■ Brano da leggere:
* * * * *
16.9.1866: rivolta del Sette e mezzo o la Comune di Palermo
Il 16 settembre 1866 Palermo insorge. E’ la rivolta del Sette e mezzo. I giorni dell’insurrezione. Finì schiacciata dalle cannonate della flotta reduce da Lissa. E’ una rivolta di popolo. Parte dalle campagne ma è diretta da capi artigiani e da leader della sinistra socialista. Anticipa la Comune di Parigi di 5 anni. Non si sanno esattamente i morti della brutale repressione perché subito dopo si scatenò il colera. Ma a dare la misura della durezza degli scontri aiutano i duecento militari morti …
16 settembre 1866, l’insurrezione
Palermo insorge contro lo Stato d’Italia. Lo Stato della Torino sabauda. Cinque anni prima che la Comune di Parigi insorga contro lo Stato di Versailles. D’altronde, la primavera dei popoli del 1848, le rivoluzioni europee che scoppiarono contro le monarchie della Restaurazione, erano iniziate a Palermo il 12 gennaio. La Polonia, l’Ungheria, la Francia e la Prussia verranno dopo.
Palermo è fiera della sua storia di insurrezioni.
Le speranze del 1860 sono andate deluse. I proclami della dittatura garibaldina – «Noi siamo con voi, e non chiediamo altro che la liberazione della vostra terra» – sono ormai echi nel vento. Sono tornati gattopardi e cappelli a comandare, a arricchirsi. Anche delle terre confiscate alla Chiesa. Lo Stato d’Italia, con l’aumento dell’esazione fiscale e il corso forzoso dei biglietti di banca che ha fatto lievitare i prezzi, ha imposto anche la coscrizione obbligatoria. Le braccia più forti sono sottratte al lavoro.
C’è una nuova guerra, e i generaloni d’Italia hanno già saputo perdere a Custoza e Lissa. Serve carne da cannone. Cresce la renitenza alla leva, ci si rifugia nelle campagne. Lo Stato ha risposto con la guerra al brigantaggio, mandando eserciti di piemontesi. E gli editti comunali si preoccupano del “decoro”. Che non si dovesse ingombrare la via con utensili, o cucinare sulla strada o stender panni (…)
* * * * *
■ Compiti dell'esercizio:
1/ Nel testo sulla rivolta del Sette e mezzo, con quanti anni di anticipo Palermo insorge rispetto alla Comune di Parigi?
2/ Scrivi, per favore, il seguito del testo sulla rivolta del Sette e mezzo, a partire dall'ultima frase riportata.

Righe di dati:
* * * * *
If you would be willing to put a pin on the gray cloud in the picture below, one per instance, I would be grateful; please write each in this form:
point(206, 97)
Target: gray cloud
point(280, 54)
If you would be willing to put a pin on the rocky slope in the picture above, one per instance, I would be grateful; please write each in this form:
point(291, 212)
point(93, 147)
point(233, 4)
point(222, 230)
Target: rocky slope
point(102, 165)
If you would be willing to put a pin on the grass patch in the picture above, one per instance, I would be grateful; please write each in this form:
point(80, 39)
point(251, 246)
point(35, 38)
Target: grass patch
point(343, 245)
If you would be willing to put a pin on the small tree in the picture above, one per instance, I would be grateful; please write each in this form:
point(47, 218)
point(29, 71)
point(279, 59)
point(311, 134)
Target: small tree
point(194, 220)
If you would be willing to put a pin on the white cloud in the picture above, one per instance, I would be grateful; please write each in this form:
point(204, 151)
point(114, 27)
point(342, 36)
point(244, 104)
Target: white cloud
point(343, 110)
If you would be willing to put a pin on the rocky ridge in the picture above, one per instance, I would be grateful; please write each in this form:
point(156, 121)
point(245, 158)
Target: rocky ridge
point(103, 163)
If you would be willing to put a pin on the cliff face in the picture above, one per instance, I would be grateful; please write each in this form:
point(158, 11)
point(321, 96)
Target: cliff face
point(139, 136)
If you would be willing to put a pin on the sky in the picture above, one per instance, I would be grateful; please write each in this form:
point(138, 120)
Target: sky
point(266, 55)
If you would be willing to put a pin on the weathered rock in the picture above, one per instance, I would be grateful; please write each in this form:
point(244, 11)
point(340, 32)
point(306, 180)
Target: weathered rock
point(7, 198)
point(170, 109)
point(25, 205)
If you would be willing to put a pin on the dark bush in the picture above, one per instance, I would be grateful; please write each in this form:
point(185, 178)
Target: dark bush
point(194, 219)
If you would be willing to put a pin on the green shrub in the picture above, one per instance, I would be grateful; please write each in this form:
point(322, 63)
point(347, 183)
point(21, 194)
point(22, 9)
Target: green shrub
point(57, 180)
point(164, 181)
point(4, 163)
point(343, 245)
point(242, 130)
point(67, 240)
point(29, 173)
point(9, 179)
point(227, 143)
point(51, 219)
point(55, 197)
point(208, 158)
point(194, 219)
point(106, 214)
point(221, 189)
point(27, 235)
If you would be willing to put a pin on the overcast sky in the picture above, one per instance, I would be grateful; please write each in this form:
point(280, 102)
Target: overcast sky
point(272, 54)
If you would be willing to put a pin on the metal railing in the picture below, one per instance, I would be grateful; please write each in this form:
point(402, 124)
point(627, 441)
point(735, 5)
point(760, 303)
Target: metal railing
* * * * *
■ Risposte attese:
1/ Cinque anni.

2/
L’assalto di centinaia di contadini
All’alba del 16, centinaia di contadini delle campagne vicino a Palermo, armati e comandati per gran parte da ex capisquadra dell’impresa garibaldina, assalirono la città. In un niente, Palermo insorse. Ai contadini si era aggiunto il popolo minuto, artigiani dei mestieri, operai, donne, scatenando una rivolta che parse indomabile. Presero il Palazzo di Città, costruirono barricate, assaltarono Poste e Delegazioni di Polizia.
Più volte si tentò l’assalto all’Ucciardone. Ai repubblicani, che avevano scatenato la rivolta – riuscendo dove avevano fallito l’anno precedente – si unirono preti e monache, frati e suorine: i conventi e i campanili divennero luoghi dei rivoltosi o dove si curavano i feriti. Come in ogni rivolta di popolo, interessi diversi, e a volte distanti, si unirono. Viva la Repubblica, si gridò. Viva Santa Rosalia, si gridò. Il Sindaco, la Giunta, generali e benestanti, aristocratici e borghesi fuggirono verso il Palazzo Reale, asserragliandosi e a un certo punto ipotizzando una resa e una trattativa, da dove chiesero rinforzi, l’intervento della Marina e del regio esercito.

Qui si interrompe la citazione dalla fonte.